**REQUIRED WORK:**
In the listing below, locate the line containing "Place a point on the grey"; reproduce that line and all lines that follow it, unchanged.

(Entries from a dataset)

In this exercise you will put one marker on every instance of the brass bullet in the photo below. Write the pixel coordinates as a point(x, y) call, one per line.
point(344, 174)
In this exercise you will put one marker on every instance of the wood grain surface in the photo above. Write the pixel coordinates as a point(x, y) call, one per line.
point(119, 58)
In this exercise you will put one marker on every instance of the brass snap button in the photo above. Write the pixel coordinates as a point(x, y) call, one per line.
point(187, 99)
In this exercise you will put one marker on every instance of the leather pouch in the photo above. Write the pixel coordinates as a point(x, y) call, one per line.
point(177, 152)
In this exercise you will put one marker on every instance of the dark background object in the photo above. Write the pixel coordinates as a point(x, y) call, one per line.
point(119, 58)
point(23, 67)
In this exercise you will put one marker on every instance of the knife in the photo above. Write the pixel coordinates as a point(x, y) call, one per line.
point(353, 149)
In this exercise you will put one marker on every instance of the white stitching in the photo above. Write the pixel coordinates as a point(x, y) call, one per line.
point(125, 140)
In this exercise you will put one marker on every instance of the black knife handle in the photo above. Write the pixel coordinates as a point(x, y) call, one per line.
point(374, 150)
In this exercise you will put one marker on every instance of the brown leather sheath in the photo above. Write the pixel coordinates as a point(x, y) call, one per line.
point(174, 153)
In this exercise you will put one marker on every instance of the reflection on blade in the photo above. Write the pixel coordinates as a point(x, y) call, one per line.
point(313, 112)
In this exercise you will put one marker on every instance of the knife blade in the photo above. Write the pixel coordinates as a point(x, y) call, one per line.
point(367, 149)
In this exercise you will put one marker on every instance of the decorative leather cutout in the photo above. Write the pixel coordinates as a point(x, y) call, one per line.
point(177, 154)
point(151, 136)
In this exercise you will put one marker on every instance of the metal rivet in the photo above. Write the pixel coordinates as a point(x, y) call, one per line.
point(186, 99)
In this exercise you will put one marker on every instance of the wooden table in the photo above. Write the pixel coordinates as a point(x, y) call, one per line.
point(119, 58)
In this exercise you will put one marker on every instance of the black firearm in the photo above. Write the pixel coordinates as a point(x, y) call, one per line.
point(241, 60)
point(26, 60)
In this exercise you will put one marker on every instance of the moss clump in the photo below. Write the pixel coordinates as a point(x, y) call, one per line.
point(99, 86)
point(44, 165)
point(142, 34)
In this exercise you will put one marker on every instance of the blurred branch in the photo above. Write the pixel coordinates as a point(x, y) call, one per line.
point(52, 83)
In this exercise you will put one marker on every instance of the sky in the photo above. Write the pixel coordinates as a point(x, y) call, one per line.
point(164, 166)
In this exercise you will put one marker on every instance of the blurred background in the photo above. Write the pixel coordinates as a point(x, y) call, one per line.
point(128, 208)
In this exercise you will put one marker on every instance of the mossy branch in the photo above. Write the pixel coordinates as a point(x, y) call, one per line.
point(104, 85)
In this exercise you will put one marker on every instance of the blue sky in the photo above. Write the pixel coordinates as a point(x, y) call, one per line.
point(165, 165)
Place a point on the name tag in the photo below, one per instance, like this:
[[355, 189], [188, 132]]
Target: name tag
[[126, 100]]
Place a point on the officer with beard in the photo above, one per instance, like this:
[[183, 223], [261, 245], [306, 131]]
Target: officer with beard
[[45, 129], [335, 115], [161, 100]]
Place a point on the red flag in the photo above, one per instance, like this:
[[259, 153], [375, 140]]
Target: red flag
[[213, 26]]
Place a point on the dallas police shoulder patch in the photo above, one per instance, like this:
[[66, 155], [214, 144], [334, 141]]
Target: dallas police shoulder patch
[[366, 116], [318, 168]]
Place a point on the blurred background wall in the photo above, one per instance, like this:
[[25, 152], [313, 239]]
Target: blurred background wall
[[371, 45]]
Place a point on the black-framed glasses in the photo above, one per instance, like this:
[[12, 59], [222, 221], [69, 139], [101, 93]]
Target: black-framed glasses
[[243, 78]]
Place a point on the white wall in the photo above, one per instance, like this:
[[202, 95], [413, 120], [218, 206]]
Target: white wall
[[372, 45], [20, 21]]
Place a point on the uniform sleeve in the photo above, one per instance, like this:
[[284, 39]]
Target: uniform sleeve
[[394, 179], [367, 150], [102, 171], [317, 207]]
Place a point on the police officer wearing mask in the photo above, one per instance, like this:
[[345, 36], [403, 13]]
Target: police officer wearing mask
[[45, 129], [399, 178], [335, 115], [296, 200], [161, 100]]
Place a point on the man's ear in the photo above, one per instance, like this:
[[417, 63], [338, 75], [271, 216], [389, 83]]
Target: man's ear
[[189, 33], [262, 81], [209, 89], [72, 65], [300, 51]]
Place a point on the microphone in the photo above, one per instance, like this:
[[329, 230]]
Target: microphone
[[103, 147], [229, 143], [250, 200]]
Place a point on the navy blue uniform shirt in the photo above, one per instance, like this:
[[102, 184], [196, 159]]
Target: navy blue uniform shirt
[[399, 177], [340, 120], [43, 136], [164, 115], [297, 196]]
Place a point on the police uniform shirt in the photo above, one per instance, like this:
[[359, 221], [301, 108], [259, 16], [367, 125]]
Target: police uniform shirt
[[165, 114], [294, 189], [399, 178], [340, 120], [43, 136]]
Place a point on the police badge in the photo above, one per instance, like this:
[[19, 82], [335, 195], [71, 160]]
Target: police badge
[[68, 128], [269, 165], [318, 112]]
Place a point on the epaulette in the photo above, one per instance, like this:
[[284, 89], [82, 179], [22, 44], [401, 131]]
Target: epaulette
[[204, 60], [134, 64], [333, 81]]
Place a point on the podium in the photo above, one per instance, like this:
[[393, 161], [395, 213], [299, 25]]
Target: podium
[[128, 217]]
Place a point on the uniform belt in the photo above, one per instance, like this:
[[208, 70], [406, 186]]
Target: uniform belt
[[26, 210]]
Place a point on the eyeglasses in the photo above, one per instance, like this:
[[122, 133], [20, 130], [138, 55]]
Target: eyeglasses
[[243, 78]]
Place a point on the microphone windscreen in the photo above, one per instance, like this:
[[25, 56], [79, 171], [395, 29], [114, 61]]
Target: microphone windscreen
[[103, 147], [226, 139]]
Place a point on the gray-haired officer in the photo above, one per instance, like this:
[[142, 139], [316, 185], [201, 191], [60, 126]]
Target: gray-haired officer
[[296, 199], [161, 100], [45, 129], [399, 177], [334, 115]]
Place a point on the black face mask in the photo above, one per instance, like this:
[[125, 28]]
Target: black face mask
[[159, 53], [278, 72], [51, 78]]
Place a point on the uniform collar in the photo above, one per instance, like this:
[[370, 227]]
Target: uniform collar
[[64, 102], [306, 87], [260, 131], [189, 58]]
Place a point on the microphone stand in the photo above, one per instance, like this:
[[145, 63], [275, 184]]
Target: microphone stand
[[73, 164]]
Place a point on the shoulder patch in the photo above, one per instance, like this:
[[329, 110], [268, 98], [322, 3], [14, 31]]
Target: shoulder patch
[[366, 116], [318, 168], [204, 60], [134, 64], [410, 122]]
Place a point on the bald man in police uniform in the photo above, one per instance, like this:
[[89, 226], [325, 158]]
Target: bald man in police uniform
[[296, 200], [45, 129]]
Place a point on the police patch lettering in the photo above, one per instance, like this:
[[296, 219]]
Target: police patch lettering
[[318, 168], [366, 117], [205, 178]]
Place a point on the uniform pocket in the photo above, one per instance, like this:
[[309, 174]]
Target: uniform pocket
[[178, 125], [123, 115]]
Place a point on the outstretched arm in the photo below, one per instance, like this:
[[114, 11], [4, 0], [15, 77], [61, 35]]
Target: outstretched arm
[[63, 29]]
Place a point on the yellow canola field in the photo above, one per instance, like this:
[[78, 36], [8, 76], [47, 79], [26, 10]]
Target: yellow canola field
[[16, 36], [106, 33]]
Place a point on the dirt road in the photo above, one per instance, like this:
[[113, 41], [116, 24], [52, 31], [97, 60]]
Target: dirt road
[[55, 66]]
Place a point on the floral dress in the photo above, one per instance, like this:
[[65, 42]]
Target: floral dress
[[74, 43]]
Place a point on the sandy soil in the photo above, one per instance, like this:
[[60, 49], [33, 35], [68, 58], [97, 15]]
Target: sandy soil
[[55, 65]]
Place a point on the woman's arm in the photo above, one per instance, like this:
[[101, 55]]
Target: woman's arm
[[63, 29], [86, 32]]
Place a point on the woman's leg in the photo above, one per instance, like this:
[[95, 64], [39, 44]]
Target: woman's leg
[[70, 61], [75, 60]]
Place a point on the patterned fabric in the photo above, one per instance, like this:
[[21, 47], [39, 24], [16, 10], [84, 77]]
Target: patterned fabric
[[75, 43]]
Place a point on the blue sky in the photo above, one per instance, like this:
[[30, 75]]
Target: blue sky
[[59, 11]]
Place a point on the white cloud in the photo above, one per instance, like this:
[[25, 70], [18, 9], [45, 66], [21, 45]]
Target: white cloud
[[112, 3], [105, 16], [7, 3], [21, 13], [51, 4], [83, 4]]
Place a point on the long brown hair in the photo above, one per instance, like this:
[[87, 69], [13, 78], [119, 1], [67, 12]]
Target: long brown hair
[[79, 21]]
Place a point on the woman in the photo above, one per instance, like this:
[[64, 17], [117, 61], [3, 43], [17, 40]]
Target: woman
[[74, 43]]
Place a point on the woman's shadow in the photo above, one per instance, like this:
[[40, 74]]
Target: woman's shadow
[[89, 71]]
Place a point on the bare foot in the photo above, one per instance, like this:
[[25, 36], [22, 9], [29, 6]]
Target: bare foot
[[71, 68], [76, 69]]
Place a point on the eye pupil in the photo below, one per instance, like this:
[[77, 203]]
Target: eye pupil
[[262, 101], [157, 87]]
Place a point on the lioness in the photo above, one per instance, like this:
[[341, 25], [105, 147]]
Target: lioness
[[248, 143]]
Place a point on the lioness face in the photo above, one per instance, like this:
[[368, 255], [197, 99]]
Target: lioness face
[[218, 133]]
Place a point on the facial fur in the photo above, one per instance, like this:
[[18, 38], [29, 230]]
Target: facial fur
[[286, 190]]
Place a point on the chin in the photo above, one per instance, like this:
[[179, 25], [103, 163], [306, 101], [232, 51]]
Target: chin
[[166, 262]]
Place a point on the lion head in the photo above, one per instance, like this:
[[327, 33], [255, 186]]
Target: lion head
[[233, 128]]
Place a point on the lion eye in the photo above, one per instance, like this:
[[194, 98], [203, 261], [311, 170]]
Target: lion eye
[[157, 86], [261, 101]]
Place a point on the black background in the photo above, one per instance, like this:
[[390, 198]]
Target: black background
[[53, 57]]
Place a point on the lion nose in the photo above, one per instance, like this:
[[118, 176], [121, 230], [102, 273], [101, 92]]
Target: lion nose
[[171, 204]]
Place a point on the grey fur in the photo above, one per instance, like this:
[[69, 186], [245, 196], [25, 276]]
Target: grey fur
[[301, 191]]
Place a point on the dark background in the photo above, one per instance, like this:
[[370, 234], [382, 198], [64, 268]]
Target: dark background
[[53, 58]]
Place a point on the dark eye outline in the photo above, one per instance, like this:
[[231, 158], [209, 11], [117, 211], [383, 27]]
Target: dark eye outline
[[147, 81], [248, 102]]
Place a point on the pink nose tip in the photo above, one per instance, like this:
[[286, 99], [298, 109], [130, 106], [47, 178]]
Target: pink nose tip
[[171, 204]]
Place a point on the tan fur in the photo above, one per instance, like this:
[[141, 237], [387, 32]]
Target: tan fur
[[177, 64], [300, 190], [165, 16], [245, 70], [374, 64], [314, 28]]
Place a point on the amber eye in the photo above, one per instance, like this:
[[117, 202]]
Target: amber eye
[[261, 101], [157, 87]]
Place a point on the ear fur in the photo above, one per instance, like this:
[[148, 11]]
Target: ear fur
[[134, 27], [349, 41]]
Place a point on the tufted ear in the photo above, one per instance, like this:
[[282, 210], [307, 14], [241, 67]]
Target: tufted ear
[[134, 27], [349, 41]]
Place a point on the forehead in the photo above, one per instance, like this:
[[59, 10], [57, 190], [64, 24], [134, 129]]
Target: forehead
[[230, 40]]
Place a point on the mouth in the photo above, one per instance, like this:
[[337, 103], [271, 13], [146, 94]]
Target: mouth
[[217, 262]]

**ANSWER:**
Place a point on the grey fur in the photo above, one per instance, like this:
[[69, 186], [245, 196], [25, 276]]
Target: grey fur
[[301, 191]]
Place a point on the dark background in the photo above, one per instance, like this:
[[370, 234], [382, 198], [64, 268]]
Target: dark background
[[53, 58]]
Place a point on the dark eye outline in the photo above, one per instance, like this:
[[231, 158], [209, 11], [117, 211], [383, 27]]
Target: dark eye outline
[[147, 81], [248, 102]]
Place a point on the pink nose tip in the photo above, one per instance, like this:
[[286, 99], [298, 109], [130, 106], [47, 178]]
Target: pink nose tip
[[171, 204]]
Place a point on the tan fur in the photo above, one per instance, like this:
[[141, 237], [387, 32]]
Target: tan fur
[[177, 64], [300, 190], [165, 16], [245, 70], [374, 64], [314, 28]]
Place a point on the amber eye in the photo above, one per instance, like this:
[[117, 202]]
Target: amber eye
[[261, 101], [157, 87]]
Place a point on the ear fur in the photo above, one per instance, like this:
[[148, 11]]
Target: ear fur
[[134, 27], [349, 41]]
Place a point on the tufted ear in the photo above, one per instance, like this:
[[282, 210], [307, 14], [241, 67]]
Target: tufted ear
[[134, 27], [349, 41]]
Place a point on the forehead in the photo above, one per instance, like this:
[[59, 10], [57, 190], [64, 24], [134, 129]]
Target: forehead
[[230, 40]]
Place a point on the mouth in the photo above, one per instance, like this:
[[337, 103], [271, 13], [146, 94]]
Target: mouth
[[217, 262]]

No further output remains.